Convert the lines of the material, from the line with "the white road" through the last line of the material, into a numbered list, and omit any blank lines.

[begin The data]

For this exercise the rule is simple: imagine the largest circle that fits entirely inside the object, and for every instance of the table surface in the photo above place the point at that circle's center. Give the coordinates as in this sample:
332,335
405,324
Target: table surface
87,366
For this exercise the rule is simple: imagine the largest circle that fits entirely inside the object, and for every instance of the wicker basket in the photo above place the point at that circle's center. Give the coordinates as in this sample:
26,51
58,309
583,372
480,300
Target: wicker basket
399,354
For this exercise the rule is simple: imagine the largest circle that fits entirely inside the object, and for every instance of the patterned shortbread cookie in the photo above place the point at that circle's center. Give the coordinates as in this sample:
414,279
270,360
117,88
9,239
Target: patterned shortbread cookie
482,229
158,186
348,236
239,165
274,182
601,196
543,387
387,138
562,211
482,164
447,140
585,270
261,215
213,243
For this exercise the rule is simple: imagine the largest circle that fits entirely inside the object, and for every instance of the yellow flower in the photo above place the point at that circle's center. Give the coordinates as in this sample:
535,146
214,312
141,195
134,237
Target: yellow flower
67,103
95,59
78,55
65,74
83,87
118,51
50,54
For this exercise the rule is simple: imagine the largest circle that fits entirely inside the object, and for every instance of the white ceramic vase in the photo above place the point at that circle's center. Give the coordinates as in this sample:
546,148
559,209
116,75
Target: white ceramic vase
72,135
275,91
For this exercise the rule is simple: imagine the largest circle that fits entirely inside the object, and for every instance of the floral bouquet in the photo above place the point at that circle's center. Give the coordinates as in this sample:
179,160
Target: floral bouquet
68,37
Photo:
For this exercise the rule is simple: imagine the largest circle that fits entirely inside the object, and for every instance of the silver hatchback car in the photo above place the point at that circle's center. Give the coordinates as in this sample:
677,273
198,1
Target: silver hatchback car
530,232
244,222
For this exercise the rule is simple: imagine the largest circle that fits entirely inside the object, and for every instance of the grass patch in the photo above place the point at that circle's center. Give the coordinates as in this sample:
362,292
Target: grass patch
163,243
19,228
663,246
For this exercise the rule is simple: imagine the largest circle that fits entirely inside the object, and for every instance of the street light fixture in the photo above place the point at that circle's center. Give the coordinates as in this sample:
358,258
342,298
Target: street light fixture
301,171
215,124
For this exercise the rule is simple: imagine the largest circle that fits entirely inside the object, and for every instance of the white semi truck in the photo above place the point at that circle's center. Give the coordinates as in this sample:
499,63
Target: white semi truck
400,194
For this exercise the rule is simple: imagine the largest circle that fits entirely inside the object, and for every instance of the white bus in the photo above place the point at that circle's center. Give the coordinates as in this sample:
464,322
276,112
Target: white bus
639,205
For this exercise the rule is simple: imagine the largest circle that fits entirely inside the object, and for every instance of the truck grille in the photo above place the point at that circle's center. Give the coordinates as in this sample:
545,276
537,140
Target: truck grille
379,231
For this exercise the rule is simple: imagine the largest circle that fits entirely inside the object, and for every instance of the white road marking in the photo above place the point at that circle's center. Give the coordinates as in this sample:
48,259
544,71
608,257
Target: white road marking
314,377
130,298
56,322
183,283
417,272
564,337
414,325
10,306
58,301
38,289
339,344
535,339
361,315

[end The data]

### Reply to the task
1. For this exercise the rule is simple: imagine the largest circle that fits entirely inside the object, and for every instance of the white road marking in the photo above place the point at that circle's center. Give the coordinates as in this sample:
2. 48,259
3. 544,71
4. 608,257
5. Target: white road marking
6. 314,377
7. 130,298
8. 56,322
9. 183,283
10. 417,272
11. 564,337
12. 414,325
13. 10,306
14. 58,301
15. 38,289
16. 339,344
17. 535,339
18. 361,315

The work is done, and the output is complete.